Work to do
Transcribe each line of the listing below word for word, leaving out the pictures.

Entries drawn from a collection

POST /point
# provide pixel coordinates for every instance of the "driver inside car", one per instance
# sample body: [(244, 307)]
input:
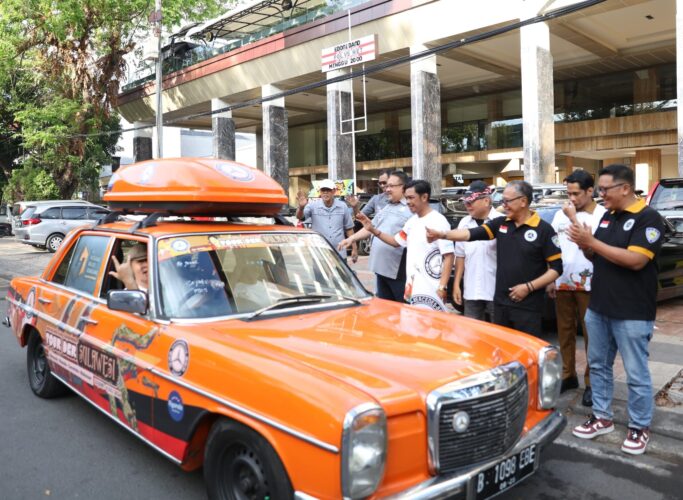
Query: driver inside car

Written response
POST /point
# provide pixel coordinates for every instance of the "driver inside car", one per instance
# sample body: [(244, 307)]
input:
Query: driver inside car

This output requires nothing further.